Copy every record word for word. Pictures are not part of the copy.

-- Task input follows --

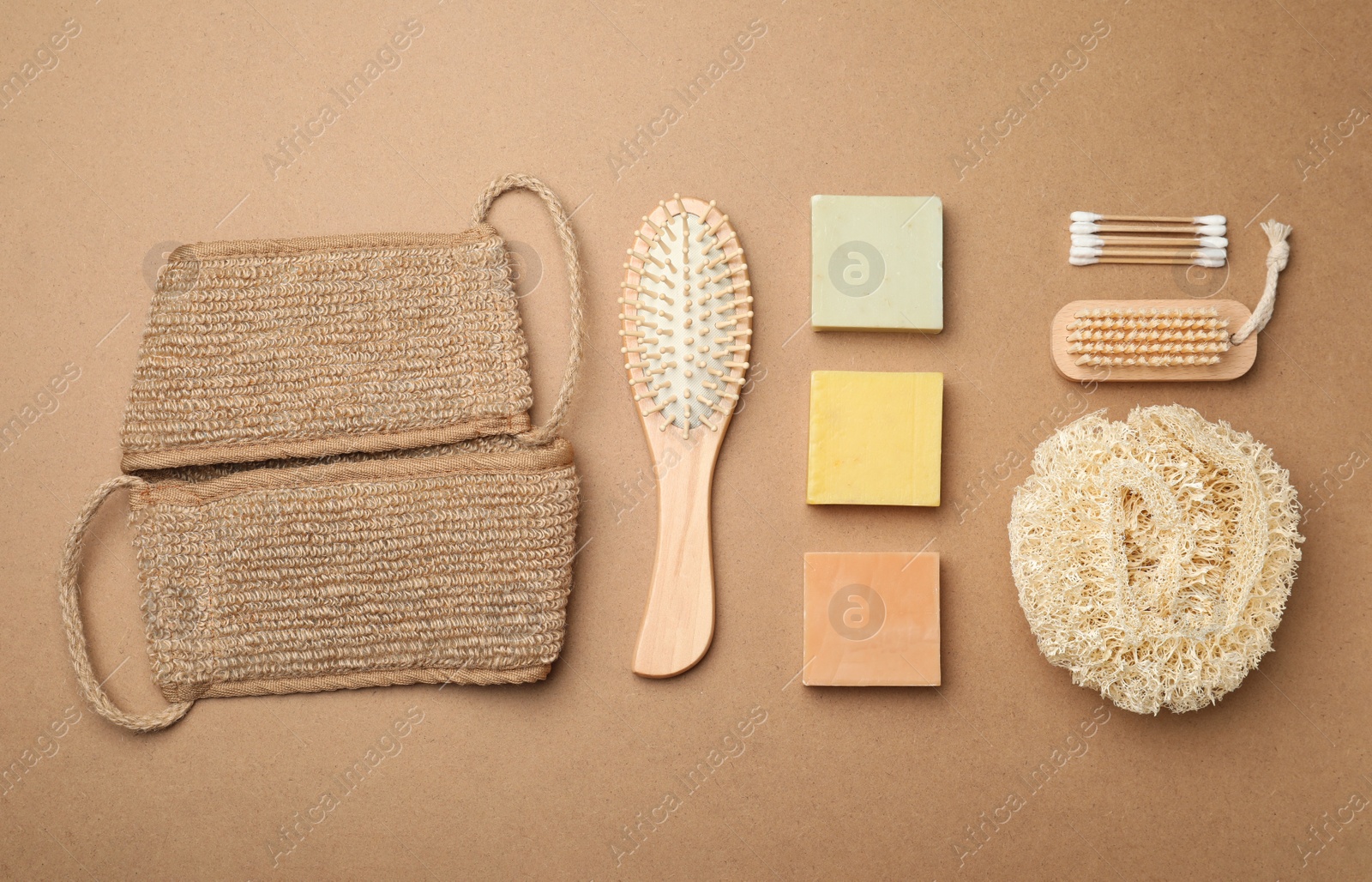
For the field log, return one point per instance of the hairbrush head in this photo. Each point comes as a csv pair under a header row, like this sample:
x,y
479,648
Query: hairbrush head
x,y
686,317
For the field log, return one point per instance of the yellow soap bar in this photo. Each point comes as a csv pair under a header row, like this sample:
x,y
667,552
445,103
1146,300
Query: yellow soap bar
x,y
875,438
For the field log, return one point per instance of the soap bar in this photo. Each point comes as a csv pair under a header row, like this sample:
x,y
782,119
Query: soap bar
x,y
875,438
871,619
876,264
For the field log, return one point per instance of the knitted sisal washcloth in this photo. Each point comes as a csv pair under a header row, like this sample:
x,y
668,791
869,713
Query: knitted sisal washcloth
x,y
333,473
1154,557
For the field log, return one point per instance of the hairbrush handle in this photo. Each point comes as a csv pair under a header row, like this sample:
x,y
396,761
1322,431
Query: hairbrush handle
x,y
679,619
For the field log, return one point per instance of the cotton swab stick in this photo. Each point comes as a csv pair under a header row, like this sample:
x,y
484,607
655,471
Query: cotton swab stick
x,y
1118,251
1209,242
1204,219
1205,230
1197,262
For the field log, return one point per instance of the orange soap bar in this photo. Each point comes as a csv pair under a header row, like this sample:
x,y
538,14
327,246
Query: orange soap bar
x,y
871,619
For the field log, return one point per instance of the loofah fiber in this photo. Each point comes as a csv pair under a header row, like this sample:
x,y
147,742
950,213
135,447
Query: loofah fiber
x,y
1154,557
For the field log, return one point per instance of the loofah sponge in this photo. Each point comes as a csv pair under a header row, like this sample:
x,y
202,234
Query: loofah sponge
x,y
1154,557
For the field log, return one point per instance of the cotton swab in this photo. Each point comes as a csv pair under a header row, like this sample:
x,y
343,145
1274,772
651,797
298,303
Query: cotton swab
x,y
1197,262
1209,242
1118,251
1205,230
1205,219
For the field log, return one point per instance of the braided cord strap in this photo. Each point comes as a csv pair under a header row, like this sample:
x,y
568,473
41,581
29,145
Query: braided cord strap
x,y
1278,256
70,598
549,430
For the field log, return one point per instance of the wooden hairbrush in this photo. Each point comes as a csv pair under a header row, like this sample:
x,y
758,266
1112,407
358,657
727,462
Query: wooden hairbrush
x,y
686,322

-- Task input concluded --

• **Task solution**
For the field log, return one point per instance of the hairbrush head in this photo. Each point comes as a csv pair under a header row, like this sample:
x,y
479,648
Query: hairbrush head
x,y
686,317
For the field log, return one point per instance of the yellow soap bar in this photo. Each point comes as a csv pair under a header row, like this sample:
x,y
667,552
445,103
1146,300
Query: yellow soap bar
x,y
875,438
For the field log, return one point per instance of the soap bar in this photo. Each point comes as a csv pair under a header row, like this sample:
x,y
782,119
Query: soap bar
x,y
875,438
871,619
876,264
For the field log, return one point per instance of the knitted sisal washcloth in this photo. Each point comes as a csv pair under a header row, like this sample:
x,y
668,791
869,713
Query: knitted sisal washcloth
x,y
333,473
1154,557
For the field log, return one point per instance of the hairbrush handle in this photo. Each point comes as a csv pair under a header row, like this sample:
x,y
396,761
1322,431
Query: hairbrush handle
x,y
679,619
For the field log, return one point per instance of the cotton swab stick in this photo. Each point comes as a csv pair under a header row, like this sample:
x,y
484,607
655,471
Query: cotton swab stick
x,y
1118,251
1209,242
1204,219
1205,230
1197,262
For the field log, return one point per instance of the orange soap bar in this photo. Each point comes as a csv pair under a header row, like this sample:
x,y
538,14
327,246
Query: orange soap bar
x,y
871,619
For the field log, return one point per instance of the loofah fiber in this photo. Each point comes as a csv pair under a header row, like this sample:
x,y
147,742
950,213
135,447
Query: loofah fiber
x,y
1154,557
For the field log, return one point per instance of the loofah sponge in this photo. Each point comes as a csv pair under a header row, like this sample:
x,y
202,234
Query: loofah sponge
x,y
1154,557
For the field log, return one point per instance of the cotton swab in this photo. Each point comes as a csv pair under a header row, like this sample:
x,y
343,145
1274,772
651,797
298,303
Query: cotton swab
x,y
1197,262
1209,242
1118,251
1205,230
1205,219
For the field log, return one point per instance of the braided cord strap in this photo. Each point comes as a csv pair under a header row, like this sample:
x,y
568,473
41,581
29,145
Query: braided cord strap
x,y
1278,256
70,598
549,430
For the field log, return one point per instance of the wooden hairbrush in this photo. Each point comes as a csv pair under a header row, like this sample:
x,y
758,266
1112,407
358,657
727,462
Query: wooden hairbrush
x,y
686,322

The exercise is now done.